§ What to produce:
Reproduce the listing below line for line, changing nothing.

§ Records provided:
╭──
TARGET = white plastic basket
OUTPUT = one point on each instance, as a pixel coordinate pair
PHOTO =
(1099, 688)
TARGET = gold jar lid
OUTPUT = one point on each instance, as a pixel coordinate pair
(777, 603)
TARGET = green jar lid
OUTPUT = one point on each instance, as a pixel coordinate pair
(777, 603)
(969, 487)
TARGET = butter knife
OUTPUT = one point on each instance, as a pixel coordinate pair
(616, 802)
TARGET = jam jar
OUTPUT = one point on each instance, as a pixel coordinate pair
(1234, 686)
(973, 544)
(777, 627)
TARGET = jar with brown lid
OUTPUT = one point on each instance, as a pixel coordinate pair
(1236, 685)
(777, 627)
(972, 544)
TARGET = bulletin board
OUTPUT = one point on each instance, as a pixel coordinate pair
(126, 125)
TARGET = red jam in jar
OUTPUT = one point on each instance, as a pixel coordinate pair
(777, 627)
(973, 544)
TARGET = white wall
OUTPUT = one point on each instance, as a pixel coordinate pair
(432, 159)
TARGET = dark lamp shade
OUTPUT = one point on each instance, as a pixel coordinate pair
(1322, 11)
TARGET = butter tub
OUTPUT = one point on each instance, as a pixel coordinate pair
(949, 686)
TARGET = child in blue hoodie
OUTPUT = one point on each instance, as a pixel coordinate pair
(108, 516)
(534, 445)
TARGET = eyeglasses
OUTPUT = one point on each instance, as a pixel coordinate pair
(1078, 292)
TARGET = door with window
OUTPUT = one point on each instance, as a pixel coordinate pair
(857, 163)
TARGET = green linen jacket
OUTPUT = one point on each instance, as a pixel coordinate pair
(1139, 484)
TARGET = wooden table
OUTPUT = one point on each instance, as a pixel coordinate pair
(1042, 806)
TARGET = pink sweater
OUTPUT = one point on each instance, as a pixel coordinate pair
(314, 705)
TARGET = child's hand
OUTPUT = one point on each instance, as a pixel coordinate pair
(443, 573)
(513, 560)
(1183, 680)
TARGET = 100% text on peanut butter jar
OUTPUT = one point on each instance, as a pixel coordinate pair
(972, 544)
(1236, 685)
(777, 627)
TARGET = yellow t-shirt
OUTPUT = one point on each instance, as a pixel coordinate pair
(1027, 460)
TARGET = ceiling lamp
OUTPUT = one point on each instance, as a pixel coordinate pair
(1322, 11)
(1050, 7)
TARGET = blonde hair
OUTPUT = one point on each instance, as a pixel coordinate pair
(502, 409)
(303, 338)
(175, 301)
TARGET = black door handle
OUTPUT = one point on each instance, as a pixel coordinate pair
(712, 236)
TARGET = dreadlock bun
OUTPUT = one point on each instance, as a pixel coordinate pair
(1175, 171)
╰──
§ Final result:
TARGET = white plastic basket
OUTPUT = one point on each instance, as a pixel coordinate pair
PHOTO =
(1099, 688)
TARGET = gold jar lid
OUTPUT = one point on each instance, as a pixel coordinate pair
(777, 603)
TARGET = green jar lid
OUTPUT = one point on each instance, as a pixel coordinate pair
(777, 603)
(969, 487)
TARGET = butter knife
OUTPUT = one point on each instance, as a pixel coordinate pair
(616, 802)
TARGET = jam jar
OUTPUT = one point on each instance, as a pixel coordinate pair
(1234, 686)
(973, 544)
(777, 627)
TARGET = jar with brown lid
OUTPUT = one point on each instance, as a pixel coordinate pair
(1236, 685)
(777, 627)
(972, 544)
TARGET = bulletin board
OUTPUT = one point on each instance, as a pixel coordinate pair
(126, 125)
TARGET = red jam in jar
OUTPUT = one point on each instance, as a pixel coordinate pair
(777, 627)
(973, 544)
TARGET = white wall
OUTPUT = one point on each instance, as a pixel coordinate pair
(432, 159)
TARGET = dark lamp shade
OUTPUT = one point on each instance, as a pixel coordinate pair
(1322, 11)
TARGET = butter tub
OUTPUT = one point on each instance, as a pixel coordinate pair
(949, 686)
TARGET = child in blue hoodie
OUTPUT = one point on each instance, as a pixel coordinate pair
(108, 516)
(534, 445)
TARGET = eyeglasses
OUTPUT = one point on each instance, as a pixel coordinate pair
(1078, 292)
TARGET = door with window
OUTPUT = one point on each instance, as a pixel coordinate pair
(857, 163)
TARGET = green linen jacket
OUTPUT = one point on each instance, as a pixel coordinate pair
(1139, 484)
TARGET = wooden table
OUTPUT = one point on each instance, as a pixel coordinate pair
(1042, 806)
TARGET = pink sweater
OUTPUT = one point on each instance, as a pixel coordinate pair
(314, 705)
TARGET = child's hand
OUTPUT = one point on each instance, as a pixel coordinate pair
(443, 573)
(513, 560)
(1183, 680)
TARGET = 100% text on peanut butter jar
OUTPUT = one point on each instance, as a pixel coordinate pair
(972, 544)
(1236, 685)
(777, 627)
TARGET = yellow t-shirt
OUTPUT = one point on each instance, as a pixel coordinate pair
(1027, 460)
TARGET = ceiling lamp
OUTPUT = one point on each instance, as a pixel coordinate pair
(1322, 11)
(1050, 7)
TARGET = blonde hair
OUTPUT = one point on each instance, as a pixel coordinate pair
(502, 409)
(303, 338)
(175, 301)
TARGET = black door handle
OUTPUT = one point on each instance, as a pixel coordinate pair
(712, 236)
TARGET = dreadlock bun
OUTPUT = one point on each instance, as a pixel coordinate pair
(1175, 171)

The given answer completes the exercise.